### Exercise objective
Copy each entry below exactly. No images.

Data extracted from a collection:

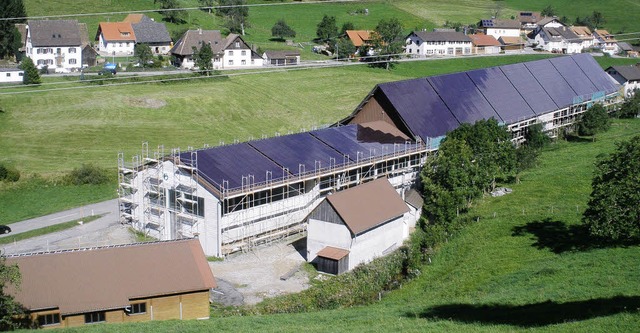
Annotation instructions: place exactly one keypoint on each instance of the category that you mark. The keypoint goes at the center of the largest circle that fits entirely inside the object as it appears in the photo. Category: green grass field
(523, 266)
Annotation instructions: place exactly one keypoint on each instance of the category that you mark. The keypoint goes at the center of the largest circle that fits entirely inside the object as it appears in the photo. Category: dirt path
(257, 275)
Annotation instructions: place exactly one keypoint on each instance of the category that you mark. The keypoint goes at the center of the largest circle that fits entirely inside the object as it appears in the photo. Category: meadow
(523, 265)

### Completed exercise
Annotation instructions: place exactly one keypoint on each instance of the category that you mark. The keypoint goes at the center of the largest circle that fits entirely inside the object as it appears in the photo. Category: green grass field
(523, 266)
Annotation instructions: place exactly one keypoint on each instance of the category that you mark. The keypoint goes at the center of the largest circle that fits entirely inside the object as it appears in the photo. Category: dirt path
(257, 275)
Annotation instructions: place exactly one keypoint on each instance of the category that you mark. The keypoint goes at the center of the largest circle that fits entirely inside the object as it appears in the photo. Category: meadow
(523, 265)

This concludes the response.